● **Problem requirements**:
Copy every line below without changing any character, space, or line break.

[Start Supplied records]

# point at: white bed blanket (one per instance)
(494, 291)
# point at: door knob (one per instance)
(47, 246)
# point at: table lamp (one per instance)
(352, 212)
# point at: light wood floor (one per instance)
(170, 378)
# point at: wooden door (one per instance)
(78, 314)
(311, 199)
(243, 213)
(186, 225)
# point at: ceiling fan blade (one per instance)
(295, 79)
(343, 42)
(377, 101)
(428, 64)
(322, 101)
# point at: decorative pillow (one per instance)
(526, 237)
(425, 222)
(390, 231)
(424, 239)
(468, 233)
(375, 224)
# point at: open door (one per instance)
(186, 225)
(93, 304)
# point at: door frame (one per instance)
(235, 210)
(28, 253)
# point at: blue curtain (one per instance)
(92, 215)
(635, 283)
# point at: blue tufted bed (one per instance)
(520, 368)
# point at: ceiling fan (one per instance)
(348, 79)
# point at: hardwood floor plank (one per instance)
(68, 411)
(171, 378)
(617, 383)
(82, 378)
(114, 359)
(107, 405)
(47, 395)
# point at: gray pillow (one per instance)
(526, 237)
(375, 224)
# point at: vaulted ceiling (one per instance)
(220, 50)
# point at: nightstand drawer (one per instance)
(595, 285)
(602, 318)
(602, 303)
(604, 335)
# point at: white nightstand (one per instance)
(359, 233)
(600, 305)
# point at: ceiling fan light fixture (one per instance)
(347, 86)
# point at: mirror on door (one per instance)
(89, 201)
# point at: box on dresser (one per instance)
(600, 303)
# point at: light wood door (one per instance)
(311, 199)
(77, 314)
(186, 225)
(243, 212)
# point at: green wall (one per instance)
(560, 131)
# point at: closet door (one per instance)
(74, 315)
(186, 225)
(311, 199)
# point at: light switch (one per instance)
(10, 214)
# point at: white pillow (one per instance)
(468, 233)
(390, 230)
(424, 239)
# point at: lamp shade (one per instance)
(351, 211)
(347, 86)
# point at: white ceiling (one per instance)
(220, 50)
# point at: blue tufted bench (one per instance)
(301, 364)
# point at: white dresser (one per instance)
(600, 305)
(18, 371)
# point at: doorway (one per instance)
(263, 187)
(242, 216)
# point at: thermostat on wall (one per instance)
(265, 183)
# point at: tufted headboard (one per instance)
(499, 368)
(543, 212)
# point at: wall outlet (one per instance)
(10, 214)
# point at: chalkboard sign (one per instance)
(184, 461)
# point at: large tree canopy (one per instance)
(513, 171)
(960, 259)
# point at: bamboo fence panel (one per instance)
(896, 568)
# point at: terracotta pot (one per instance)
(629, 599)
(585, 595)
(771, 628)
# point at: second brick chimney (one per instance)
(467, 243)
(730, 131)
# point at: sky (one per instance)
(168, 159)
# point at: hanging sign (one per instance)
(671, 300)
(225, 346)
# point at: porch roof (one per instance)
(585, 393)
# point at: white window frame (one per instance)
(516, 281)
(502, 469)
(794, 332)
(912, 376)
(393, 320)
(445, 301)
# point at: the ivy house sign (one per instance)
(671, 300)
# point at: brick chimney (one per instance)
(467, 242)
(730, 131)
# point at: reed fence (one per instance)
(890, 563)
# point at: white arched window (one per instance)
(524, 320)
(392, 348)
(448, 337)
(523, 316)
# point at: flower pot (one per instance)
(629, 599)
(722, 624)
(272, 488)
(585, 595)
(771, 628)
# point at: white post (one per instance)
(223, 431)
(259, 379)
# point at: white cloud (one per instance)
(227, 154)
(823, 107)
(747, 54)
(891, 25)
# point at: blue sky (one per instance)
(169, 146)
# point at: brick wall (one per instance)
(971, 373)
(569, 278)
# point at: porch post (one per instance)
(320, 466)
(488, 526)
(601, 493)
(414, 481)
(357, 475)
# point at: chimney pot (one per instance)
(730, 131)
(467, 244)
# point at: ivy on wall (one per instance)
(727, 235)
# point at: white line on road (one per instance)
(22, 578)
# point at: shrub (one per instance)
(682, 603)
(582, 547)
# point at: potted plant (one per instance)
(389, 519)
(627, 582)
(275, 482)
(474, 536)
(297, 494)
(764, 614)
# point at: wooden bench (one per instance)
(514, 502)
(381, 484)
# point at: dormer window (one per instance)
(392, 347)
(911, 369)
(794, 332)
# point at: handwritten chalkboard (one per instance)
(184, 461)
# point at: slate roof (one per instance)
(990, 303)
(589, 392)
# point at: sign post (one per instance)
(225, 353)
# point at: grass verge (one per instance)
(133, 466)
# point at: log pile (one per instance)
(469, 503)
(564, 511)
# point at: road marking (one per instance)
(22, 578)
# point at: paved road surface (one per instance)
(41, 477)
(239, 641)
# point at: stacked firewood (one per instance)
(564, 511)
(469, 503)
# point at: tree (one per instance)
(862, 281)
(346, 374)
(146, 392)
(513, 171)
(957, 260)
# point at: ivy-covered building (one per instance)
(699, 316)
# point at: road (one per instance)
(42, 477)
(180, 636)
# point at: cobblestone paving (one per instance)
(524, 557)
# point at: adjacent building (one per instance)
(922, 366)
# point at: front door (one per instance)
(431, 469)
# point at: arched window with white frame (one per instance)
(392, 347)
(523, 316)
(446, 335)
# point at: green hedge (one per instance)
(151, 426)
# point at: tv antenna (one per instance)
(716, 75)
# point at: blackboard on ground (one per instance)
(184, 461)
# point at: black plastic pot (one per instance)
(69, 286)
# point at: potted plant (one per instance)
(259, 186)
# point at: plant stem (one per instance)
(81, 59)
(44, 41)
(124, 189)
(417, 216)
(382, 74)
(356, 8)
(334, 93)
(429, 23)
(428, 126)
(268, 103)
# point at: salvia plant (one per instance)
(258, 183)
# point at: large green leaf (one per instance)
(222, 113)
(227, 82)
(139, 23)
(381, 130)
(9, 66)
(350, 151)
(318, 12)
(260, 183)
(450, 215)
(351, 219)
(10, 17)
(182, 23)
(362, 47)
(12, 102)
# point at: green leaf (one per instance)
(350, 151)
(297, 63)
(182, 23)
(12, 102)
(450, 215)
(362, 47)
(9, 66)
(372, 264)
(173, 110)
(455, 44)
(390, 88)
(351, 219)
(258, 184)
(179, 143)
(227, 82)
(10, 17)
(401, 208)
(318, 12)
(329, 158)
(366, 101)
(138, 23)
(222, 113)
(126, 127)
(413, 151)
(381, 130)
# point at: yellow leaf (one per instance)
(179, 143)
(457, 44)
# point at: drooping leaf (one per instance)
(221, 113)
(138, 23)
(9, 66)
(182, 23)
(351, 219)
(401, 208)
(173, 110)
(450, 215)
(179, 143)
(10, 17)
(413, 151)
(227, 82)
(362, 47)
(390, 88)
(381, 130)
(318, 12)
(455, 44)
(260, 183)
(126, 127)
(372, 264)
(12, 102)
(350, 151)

[End Supplied records]

● **Task result**:
# point at: white bed blanket (one per instance)
(494, 291)
# point at: door knob (one per instance)
(47, 246)
# point at: table lamp (one per instance)
(352, 212)
# point at: light wood floor (one per instance)
(170, 378)
# point at: wooden door (one per instance)
(78, 314)
(311, 199)
(243, 213)
(186, 225)
# point at: ceiling fan blade (one per instance)
(295, 79)
(343, 42)
(377, 101)
(428, 64)
(322, 101)
# point at: decorative pillow (one per instance)
(526, 237)
(425, 222)
(390, 231)
(424, 239)
(468, 233)
(375, 224)
# point at: open door (one per instance)
(186, 225)
(93, 304)
# point at: door frame (one per instance)
(235, 210)
(28, 253)
# point at: blue curtain (one per instance)
(92, 215)
(635, 283)
# point at: blue tufted bed (one per instance)
(520, 368)
# point at: ceiling fan (one per instance)
(348, 79)
# point at: hardwood floor plank (one per instance)
(68, 411)
(171, 378)
(617, 383)
(82, 378)
(114, 359)
(107, 405)
(47, 395)
# point at: gray pillow (one per instance)
(526, 237)
(375, 224)
# point at: vaulted ceiling (one per instance)
(220, 50)
# point at: nightstand drawer (one per instance)
(595, 285)
(602, 318)
(602, 303)
(604, 335)
# point at: white nightstand (one per instance)
(359, 233)
(600, 305)
# point at: ceiling fan light fixture (one per instance)
(347, 86)
# point at: mirror on door (one per instance)
(89, 201)
# point at: box on dresser (one per instance)
(600, 303)
# point at: light wood door (one per instance)
(311, 199)
(77, 314)
(186, 225)
(243, 212)
# point at: green wall (one per instance)
(560, 131)
# point at: closet door (one per instance)
(74, 315)
(186, 225)
(311, 199)
# point at: light switch (one per instance)
(10, 214)
# point at: white pillow (one per instance)
(468, 233)
(390, 230)
(424, 239)
# point at: lamp shade (one per instance)
(351, 211)
(347, 86)
# point at: white ceiling (one per instance)
(220, 50)
# point at: blue tufted bench (one per instance)
(301, 364)
# point at: white dresser (one per instance)
(600, 305)
(18, 371)
# point at: doorway (one per instance)
(263, 187)
(242, 216)
# point at: thermostat on wall (one per instance)
(265, 183)
# point at: tufted headboard (one per instance)
(499, 368)
(543, 212)
# point at: wall outlet (one per instance)
(10, 214)
# point at: chalkboard sign (one per instance)
(184, 461)
# point at: large tree canopy (one per instance)
(513, 171)
(960, 259)
# point at: bamboo fence panel (one per instance)
(896, 568)
# point at: terracotta pot (one per instance)
(629, 599)
(585, 595)
(771, 628)
# point at: second brick chimney (one per instance)
(467, 243)
(730, 131)
# point at: sky (one per instance)
(168, 159)
# point at: hanging sign (one per instance)
(671, 300)
(225, 346)
# point at: porch roof (one per instance)
(585, 393)
# point at: white window frame (one per instance)
(516, 281)
(502, 469)
(794, 332)
(912, 376)
(393, 320)
(445, 301)
# point at: the ivy house sign (one per instance)
(671, 300)
# point at: brick chimney (one per instance)
(467, 242)
(730, 131)
# point at: reed fence (one per instance)
(890, 563)
# point at: white arched window (one per instance)
(524, 320)
(392, 348)
(448, 337)
(523, 316)
# point at: flower pot (one per instance)
(629, 599)
(722, 624)
(272, 488)
(585, 595)
(771, 628)
# point at: white post (one per instance)
(223, 431)
(259, 379)
# point at: white cloud (one per instance)
(227, 154)
(823, 107)
(747, 54)
(891, 25)
# point at: blue sky (one per instance)
(169, 146)
# point at: brick wall (one per instance)
(971, 373)
(569, 278)
# point at: porch post (one per instance)
(320, 466)
(488, 526)
(601, 493)
(414, 481)
(357, 475)
# point at: chimney pot (one per instance)
(730, 131)
(467, 244)
# point at: ivy on wall (one per instance)
(727, 235)
# point at: white line on road (one per instance)
(22, 578)
# point at: shrub (one per instance)
(682, 603)
(582, 547)
# point at: potted plant (one per instance)
(389, 519)
(627, 582)
(275, 482)
(474, 536)
(297, 494)
(764, 614)
# point at: wooden bench (one per instance)
(514, 502)
(381, 484)
# point at: dormer window (one per instance)
(392, 347)
(911, 369)
(794, 332)
# point at: handwritten chalkboard (one per instance)
(184, 461)
# point at: slate roof (one per instance)
(990, 303)
(589, 392)
# point at: sign post (one per instance)
(225, 353)
# point at: grass verge (one per instance)
(133, 466)
# point at: log pile (one per instance)
(469, 503)
(564, 511)
# point at: road marking (one per instance)
(22, 578)
# point at: paved road surface (one per instance)
(41, 477)
(239, 641)
# point at: stacked firewood (one per instance)
(564, 511)
(469, 503)
# point at: tree (one per instance)
(862, 281)
(346, 374)
(146, 392)
(513, 171)
(957, 260)
# point at: ivy-covered building (one per instance)
(699, 316)
# point at: road (one per instance)
(42, 477)
(180, 636)
# point at: cobblestone paving (one per instance)
(524, 557)
# point at: adjacent building (one per instance)
(922, 366)
# point at: front door (one per instance)
(431, 469)
# point at: arched window with white frame (one per instance)
(392, 347)
(523, 316)
(446, 335)
# point at: green hedge (one per instance)
(151, 426)
# point at: tv antenna (one per instance)
(716, 75)
# point at: blackboard on ground (one per instance)
(184, 461)
# point at: black plastic pot (one per instance)
(69, 286)
# point at: potted plant (one per instance)
(259, 186)
# point at: plant stem (one per instance)
(81, 59)
(44, 41)
(124, 189)
(417, 216)
(382, 74)
(356, 8)
(334, 93)
(429, 23)
(428, 126)
(268, 103)
# point at: salvia plant (one per instance)
(258, 183)
# point at: large green leaf (one per instance)
(222, 113)
(227, 82)
(139, 23)
(381, 130)
(9, 66)
(350, 151)
(318, 12)
(260, 183)
(450, 215)
(351, 219)
(10, 17)
(182, 23)
(362, 47)
(12, 102)
# point at: green leaf (one per instance)
(350, 151)
(297, 63)
(182, 23)
(12, 102)
(450, 215)
(362, 47)
(9, 66)
(372, 264)
(173, 110)
(455, 44)
(390, 88)
(351, 219)
(258, 184)
(179, 143)
(227, 82)
(10, 17)
(401, 208)
(318, 12)
(329, 158)
(366, 101)
(138, 23)
(222, 113)
(126, 127)
(413, 151)
(381, 130)
# point at: yellow leaf (one per instance)
(179, 143)
(457, 44)
# point at: drooping leaf (one per instance)
(221, 113)
(138, 23)
(9, 66)
(182, 23)
(351, 219)
(401, 208)
(173, 110)
(450, 215)
(179, 143)
(10, 17)
(413, 151)
(227, 82)
(362, 47)
(390, 88)
(381, 130)
(318, 12)
(455, 44)
(260, 183)
(126, 127)
(372, 264)
(12, 102)
(350, 151)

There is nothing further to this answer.